[YOUR TASK] Return every line of the entries below that contains the word "sparrow".

[DATA FOR THIS TASK]
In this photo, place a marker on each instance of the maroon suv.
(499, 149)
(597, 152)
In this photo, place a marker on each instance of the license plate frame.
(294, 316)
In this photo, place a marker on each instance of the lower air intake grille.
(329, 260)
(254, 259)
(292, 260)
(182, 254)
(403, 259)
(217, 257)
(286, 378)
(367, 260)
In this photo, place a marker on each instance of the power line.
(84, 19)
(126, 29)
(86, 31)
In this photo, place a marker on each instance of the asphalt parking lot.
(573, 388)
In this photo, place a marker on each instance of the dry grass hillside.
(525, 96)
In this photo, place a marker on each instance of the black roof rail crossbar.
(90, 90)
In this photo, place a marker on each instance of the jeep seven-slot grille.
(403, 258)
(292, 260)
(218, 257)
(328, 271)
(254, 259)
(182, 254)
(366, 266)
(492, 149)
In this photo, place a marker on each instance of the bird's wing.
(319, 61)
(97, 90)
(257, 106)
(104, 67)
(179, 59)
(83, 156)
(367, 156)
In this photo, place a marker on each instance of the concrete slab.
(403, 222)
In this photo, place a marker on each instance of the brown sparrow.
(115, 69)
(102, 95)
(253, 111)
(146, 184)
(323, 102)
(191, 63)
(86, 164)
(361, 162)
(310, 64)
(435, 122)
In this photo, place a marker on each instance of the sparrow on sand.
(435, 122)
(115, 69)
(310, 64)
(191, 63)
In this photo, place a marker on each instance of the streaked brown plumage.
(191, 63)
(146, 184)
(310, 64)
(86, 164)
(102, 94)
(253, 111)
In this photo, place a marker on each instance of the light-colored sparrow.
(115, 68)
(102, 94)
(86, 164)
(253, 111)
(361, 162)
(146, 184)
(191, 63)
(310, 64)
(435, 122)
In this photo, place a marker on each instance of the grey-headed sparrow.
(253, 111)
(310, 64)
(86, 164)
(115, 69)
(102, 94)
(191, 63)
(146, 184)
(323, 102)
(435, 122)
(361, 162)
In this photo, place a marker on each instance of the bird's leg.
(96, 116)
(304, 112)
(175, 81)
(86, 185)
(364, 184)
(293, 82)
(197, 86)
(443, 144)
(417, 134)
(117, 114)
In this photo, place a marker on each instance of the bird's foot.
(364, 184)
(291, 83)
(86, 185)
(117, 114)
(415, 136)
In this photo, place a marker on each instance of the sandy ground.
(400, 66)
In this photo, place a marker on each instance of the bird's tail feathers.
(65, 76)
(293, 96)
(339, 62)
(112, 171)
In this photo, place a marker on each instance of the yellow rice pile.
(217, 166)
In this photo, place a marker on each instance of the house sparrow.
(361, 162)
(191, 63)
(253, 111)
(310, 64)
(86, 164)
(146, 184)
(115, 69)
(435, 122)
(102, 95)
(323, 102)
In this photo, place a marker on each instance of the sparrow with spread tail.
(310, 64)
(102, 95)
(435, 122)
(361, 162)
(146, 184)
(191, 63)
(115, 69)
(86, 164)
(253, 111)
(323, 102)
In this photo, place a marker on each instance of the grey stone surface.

...

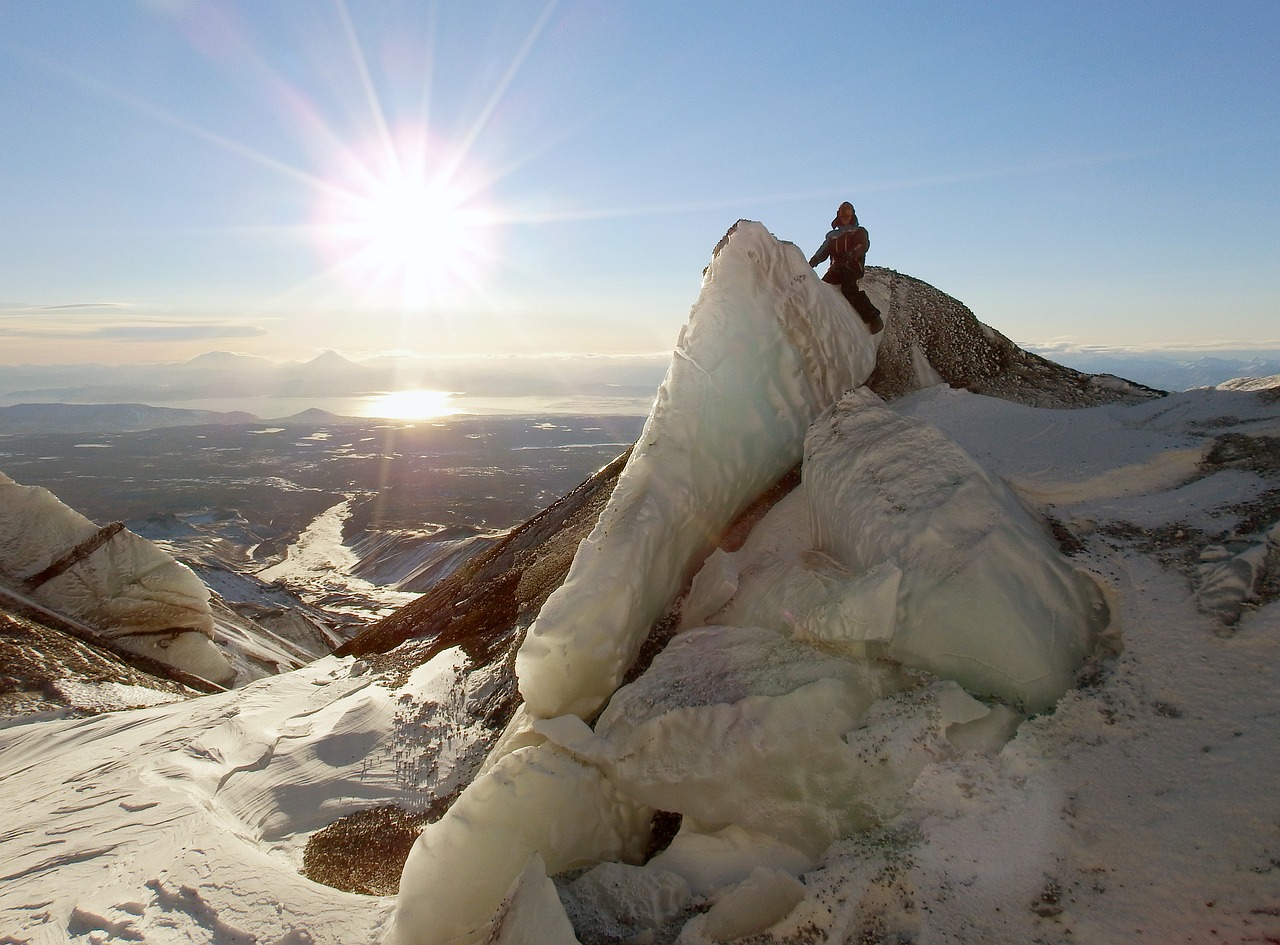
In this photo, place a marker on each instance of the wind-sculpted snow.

[REPLY]
In this photo, place a marker on each instance of the brown sparrow.
In this photo, place a marker on each instance of the sparrow on sand.
In this photo, place a marker on each instance of the light-colored sparrow.
In this photo, place a marker on each instance of the grey-headed sparrow.
In this photo, place a marker on each instance of the house sparrow.
In this photo, place a marker on each instance of the sparrow with spread tail.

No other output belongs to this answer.